(Aim of the exercise):
Reproduce every line of the following records verbatim, with no changes.

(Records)

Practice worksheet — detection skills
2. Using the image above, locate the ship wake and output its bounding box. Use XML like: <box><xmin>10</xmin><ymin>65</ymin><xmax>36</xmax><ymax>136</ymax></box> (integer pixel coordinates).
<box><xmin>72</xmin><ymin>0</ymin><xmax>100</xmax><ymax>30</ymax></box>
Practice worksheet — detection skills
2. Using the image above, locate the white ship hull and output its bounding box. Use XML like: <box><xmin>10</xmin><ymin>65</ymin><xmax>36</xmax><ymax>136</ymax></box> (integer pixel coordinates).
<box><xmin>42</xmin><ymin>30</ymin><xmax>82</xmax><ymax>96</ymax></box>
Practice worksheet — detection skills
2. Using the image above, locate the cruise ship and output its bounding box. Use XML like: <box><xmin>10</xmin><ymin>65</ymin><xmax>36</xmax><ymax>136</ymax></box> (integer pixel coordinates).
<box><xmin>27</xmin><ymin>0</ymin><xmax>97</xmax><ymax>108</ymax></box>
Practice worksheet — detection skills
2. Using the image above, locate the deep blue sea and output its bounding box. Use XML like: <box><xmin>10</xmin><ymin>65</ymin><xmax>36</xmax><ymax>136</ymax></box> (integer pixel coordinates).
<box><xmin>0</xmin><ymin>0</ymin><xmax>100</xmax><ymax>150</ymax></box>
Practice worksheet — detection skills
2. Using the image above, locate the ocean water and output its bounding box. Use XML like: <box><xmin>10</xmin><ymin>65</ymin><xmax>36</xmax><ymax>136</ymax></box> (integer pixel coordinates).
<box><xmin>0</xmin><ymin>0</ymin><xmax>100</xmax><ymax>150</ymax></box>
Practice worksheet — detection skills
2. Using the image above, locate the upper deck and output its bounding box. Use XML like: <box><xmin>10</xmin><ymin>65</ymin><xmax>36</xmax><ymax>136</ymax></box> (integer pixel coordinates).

(Written reply):
Practice worksheet — detection skills
2. Using the image above, locate the ship wake and output its bounding box. Use XML like: <box><xmin>10</xmin><ymin>65</ymin><xmax>36</xmax><ymax>136</ymax></box> (integer pixel coordinates).
<box><xmin>72</xmin><ymin>0</ymin><xmax>100</xmax><ymax>30</ymax></box>
Practice worksheet — detection skills
2. Using the image above, locate the white ship hull and output its bounding box. Use XML like: <box><xmin>10</xmin><ymin>65</ymin><xmax>36</xmax><ymax>136</ymax></box> (integer pixel coordinates).
<box><xmin>42</xmin><ymin>30</ymin><xmax>82</xmax><ymax>96</ymax></box>
Practice worksheet — detection skills
2. Using the image above, locate the cruise ship and output its bounding box. Use XML like: <box><xmin>10</xmin><ymin>65</ymin><xmax>36</xmax><ymax>136</ymax></box> (integer pixel coordinates).
<box><xmin>27</xmin><ymin>0</ymin><xmax>97</xmax><ymax>108</ymax></box>
Practice worksheet — detection skills
2. Using the image above, locate the deep blue sea and output its bounding box. Use XML like: <box><xmin>10</xmin><ymin>65</ymin><xmax>36</xmax><ymax>136</ymax></box> (integer pixel coordinates).
<box><xmin>0</xmin><ymin>0</ymin><xmax>100</xmax><ymax>150</ymax></box>
Practice worksheet — detection skills
2. Using the image above, locate the ocean water and output its bounding box. Use XML like: <box><xmin>10</xmin><ymin>65</ymin><xmax>36</xmax><ymax>136</ymax></box> (integer pixel coordinates).
<box><xmin>0</xmin><ymin>0</ymin><xmax>100</xmax><ymax>150</ymax></box>
Practice worksheet — detection skills
2. Using the image above, locate the upper deck and output its bounding box. Use XML like: <box><xmin>10</xmin><ymin>65</ymin><xmax>36</xmax><ymax>136</ymax></box> (integer pixel coordinates).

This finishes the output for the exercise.